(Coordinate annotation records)
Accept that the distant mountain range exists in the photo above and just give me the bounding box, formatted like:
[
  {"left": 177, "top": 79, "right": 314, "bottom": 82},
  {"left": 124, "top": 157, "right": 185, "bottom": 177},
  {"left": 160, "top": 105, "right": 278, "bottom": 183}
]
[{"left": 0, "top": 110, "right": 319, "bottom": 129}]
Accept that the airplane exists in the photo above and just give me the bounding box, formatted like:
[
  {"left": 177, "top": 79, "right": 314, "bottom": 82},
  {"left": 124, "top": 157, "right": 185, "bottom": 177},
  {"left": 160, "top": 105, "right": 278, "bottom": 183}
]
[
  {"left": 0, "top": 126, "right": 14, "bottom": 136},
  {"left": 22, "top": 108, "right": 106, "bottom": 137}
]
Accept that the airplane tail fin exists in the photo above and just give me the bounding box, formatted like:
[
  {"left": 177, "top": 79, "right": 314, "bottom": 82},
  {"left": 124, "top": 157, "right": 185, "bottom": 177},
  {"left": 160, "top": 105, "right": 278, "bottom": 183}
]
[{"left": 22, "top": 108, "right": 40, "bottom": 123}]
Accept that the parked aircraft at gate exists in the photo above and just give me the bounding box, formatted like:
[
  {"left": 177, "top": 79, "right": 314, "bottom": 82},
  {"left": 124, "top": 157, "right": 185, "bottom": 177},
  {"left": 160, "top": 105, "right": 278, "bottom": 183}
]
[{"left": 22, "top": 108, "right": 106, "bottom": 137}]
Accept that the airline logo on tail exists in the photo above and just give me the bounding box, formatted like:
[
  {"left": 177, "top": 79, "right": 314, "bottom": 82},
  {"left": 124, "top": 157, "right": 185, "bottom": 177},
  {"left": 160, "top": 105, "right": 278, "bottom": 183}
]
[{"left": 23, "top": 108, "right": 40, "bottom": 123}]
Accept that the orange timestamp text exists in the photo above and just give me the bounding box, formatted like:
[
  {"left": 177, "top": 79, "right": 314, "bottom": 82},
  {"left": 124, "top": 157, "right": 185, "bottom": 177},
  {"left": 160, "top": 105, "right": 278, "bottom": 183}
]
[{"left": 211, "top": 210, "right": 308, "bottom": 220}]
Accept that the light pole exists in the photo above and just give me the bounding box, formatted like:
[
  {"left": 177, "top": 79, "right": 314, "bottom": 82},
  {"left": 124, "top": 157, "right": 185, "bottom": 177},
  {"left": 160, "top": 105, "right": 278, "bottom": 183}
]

Stated goal — Rewrite all the records above, switching every "bounding box" to "enclosing rectangle" and leaving everything else as it is.

Result of this exercise —
Accept that the distant mountain range exists in the photo above and just give me the enclosing rectangle, formatted like:
[
  {"left": 177, "top": 79, "right": 314, "bottom": 82},
  {"left": 124, "top": 157, "right": 185, "bottom": 177},
  {"left": 160, "top": 105, "right": 278, "bottom": 183}
]
[{"left": 0, "top": 110, "right": 319, "bottom": 129}]
Accept that the airplane exists in the photo above and just give me the enclosing rectangle, formatted like:
[
  {"left": 177, "top": 79, "right": 314, "bottom": 82},
  {"left": 124, "top": 157, "right": 185, "bottom": 177},
  {"left": 160, "top": 105, "right": 278, "bottom": 183}
]
[
  {"left": 0, "top": 126, "right": 14, "bottom": 136},
  {"left": 22, "top": 108, "right": 106, "bottom": 137}
]
Accept that the airplane tail fin exists in the photo above and just give me the enclosing rectangle, formatted like:
[
  {"left": 177, "top": 79, "right": 314, "bottom": 82},
  {"left": 124, "top": 157, "right": 185, "bottom": 177},
  {"left": 160, "top": 105, "right": 278, "bottom": 183}
]
[{"left": 22, "top": 108, "right": 40, "bottom": 123}]
Accept that the parked aircraft at gate exists in the photo above and just give me the enclosing rectangle, formatted like:
[
  {"left": 177, "top": 79, "right": 314, "bottom": 82},
  {"left": 124, "top": 157, "right": 185, "bottom": 177},
  {"left": 160, "top": 105, "right": 278, "bottom": 183}
]
[{"left": 22, "top": 108, "right": 106, "bottom": 137}]
Accept that the airline logo on tail exists in the photo above and just give me the enclosing rectangle, formatted like:
[
  {"left": 177, "top": 79, "right": 314, "bottom": 82},
  {"left": 124, "top": 157, "right": 185, "bottom": 177},
  {"left": 160, "top": 105, "right": 278, "bottom": 183}
]
[{"left": 23, "top": 108, "right": 40, "bottom": 123}]
Accept that the orange timestamp text exists in the photo above and just give me the enclosing rectangle, formatted like:
[
  {"left": 177, "top": 79, "right": 314, "bottom": 82},
  {"left": 124, "top": 157, "right": 185, "bottom": 177},
  {"left": 160, "top": 105, "right": 278, "bottom": 183}
]
[{"left": 211, "top": 210, "right": 308, "bottom": 220}]
Accept that the light pole exists in the photo above and just give me the enclosing rectangle, formatted like:
[
  {"left": 177, "top": 79, "right": 314, "bottom": 82},
  {"left": 124, "top": 157, "right": 185, "bottom": 177},
  {"left": 160, "top": 105, "right": 278, "bottom": 183}
]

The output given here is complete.